======== Brano scelto ========

Il Relational Singing Model (RSM)

Per presentare il Relational Singing Model (RSM) può essere utile richiamare pochi concetti chiave:

– primato dell’attività musicale rispetto al semplice ascolto
– centralità del canto
– speciale attenzione per la dimensione melodica

 

Fare, non solo ascoltare

Su questo primo aspetto convergono numerose ricerche ed esperienze, che abbiamo in parte presentato nella sezione Chi ci ha ispirato . Al semplice ascolto della musica il nostro cervello si predispone al movimento e al canto, e l’attività d’insieme potenzia tanto questo effetto motorio quanto l’empatia e il senso di affiliazione che ne conseguono.

 

Canto, innanzi tutto

Il canto è relazionale per natura Potremmo persino azzardare che anche cantando da soli sotto la doccia ci mettiamo in comunicazione con qualcosa – la nostra voce, il nostro corpo che canta; ma il potere di relazione interpersonale diventa esplosivo quando cantiamo con l’altro, chiunque sia: con un neonato che ci restituisce vocalizzi, durante un raduno (sportivo, patriottico o militare che sia), fra amici, in un coro scolastico, professionale o amatoriale, e così via.
La voce è lo strumento con cui abbiamo familiarità fin dalla prima infanzia, indipendentemente da ogni percorso di educazione musicale che sceglieremo o che ci verrà successivamente imposto. I neonati preferiscono ascoltare una voce umana rispetto a suoni sintetici caratterizzati dagli stessi parametri fisici, e a sei mesi al parlato materno preferiscono il canto, la cui regolarità favorisce quella coordinazione e sintonizzazione ben nota agli psicologi che la studiano da decenni.

 

Ritmo, movimento e melodia.

========

- _Cosa farai_
- a) Trascrivi dal brano sul Relational Singing Model la parte che si apre con le parole contenenti "Fare, non solo" e si chiude con "e così via.".
- b) Indica se queste affermazioni concordano con il brano sul Relational Singing Model, rispondendo sì o no e citando le parole decisive del brano. (i) I neonati preferiscono i suoni sintetici alla voce umana. (ii) A sei mesi i neonati preferiscono il canto al parlato materno. (iii) L'attività d'insieme potenzia l'effetto motorio.
- c) Riprendi il brano sul Relational Singing Model dal punto in cui si ferma e proseguilo.

======== Dati mostrati ========

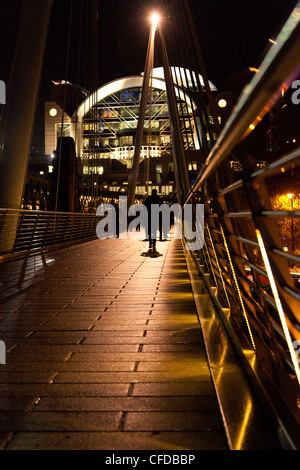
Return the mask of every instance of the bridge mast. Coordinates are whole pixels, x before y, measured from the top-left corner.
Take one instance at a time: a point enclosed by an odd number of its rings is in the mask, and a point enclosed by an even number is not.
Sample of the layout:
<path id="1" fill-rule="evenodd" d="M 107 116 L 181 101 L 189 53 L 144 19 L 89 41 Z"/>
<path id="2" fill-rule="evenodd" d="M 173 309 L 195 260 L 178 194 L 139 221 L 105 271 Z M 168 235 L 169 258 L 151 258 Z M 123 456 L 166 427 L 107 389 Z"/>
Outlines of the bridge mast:
<path id="1" fill-rule="evenodd" d="M 0 119 L 0 207 L 20 209 L 52 0 L 25 0 Z"/>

========

- _Risposte date_
- a)
Fare, non solo ascoltare

Su questo primo aspetto convergono numerose ricerche ed esperienze, che abbiamo in parte presentato nella sezione Chi ci ha ispirato . Al semplice ascolto della musica il nostro cervello si predispone al movimento e al canto, e l’attività d’insieme potenzia tanto questo effetto motorio quanto l’empatia e il senso di affiliazione che ne conseguono.

 

Canto, innanzi tutto

Il canto è relazionale per natura Potremmo persino azzardare che anche cantando da soli sotto la doccia ci mettiamo in comunicazione con qualcosa – la nostra voce, il nostro corpo che canta; ma il potere di relazione interpersonale diventa esplosivo quando cantiamo con l’altro, chiunque sia: con un neonato che ci restituisce vocalizzi, durante un raduno (sportivo, patriottico o militare che sia), fra amici, in un coro scolastico, professionale o amatoriale, e così via.

- b)
(i) No: "I neonati preferiscono ascoltare una voce umana rispetto a suoni sintetici caratterizzati dagli stessi parametri fisici".
(ii) Sì: "a sei mesi al parlato materno preferiscono il canto".
(iii) Sì: "l’attività d’insieme potenzia tanto questo effetto motorio quanto l’empatia e il senso di affiliazione che ne conseguono".

- c)
L’attenzione degli psicologi, tanto sperimentali quanto clinici, si è tradizionalmente concentrata sul ritmo e sulla pulsazione, quel battito regolare di fondo che favorisce la sincronizzazione del movimento e il senso di coesione. Si tratta di una sensibilità molto precoce, che può facilmente essere sfruttata per fini educativi, per esempio per favorire e motivare l’apprendimento e la memorizzazione. Queste considerazioni interessanti sollecitano indubbiamente ulteriori riflessioni rispetto, per esempio, all’opportunità di usare in modo mirato ritmi binari o ternari, molto diversi tra loro per il tipo di movimento che spontaneamente inducono.
L’attenzione tradizionalmente accordata al ritmo non deve tuttavia relegare in secondo piano la dimensione che potremmo sintetizzare con il generico termine di “melodia”, per denotare elementi quali l’andamento dinamico, l’altezza, l’ambito intervallare e la durata delle note e delle strutture intermedie che la compongono, o, ancora, la tipologia di sospensioni e cadenze. Non a caso, crediamo, i primi canti che sentiamo sono le ninnananne, stimoli universalmente salienti dal punto di vista melodico ma pressoché privi di elementi ritmici chiaramente percepibili. O meglio, si tratta di una ritmica duttile che si adatta ai tempi della comunicazione tra caregiver e bambino e non, viceversa, di un ritmo predeterminato sul quale sincronizzarsi “senza discuterne”. Più in generale, il linguaggio che l’adulto utilizza spontaneamente con il bambino ha un contorno melodico speciale, accentuato e dolce, perfetto per esprimere l’emozione attraverso la musica.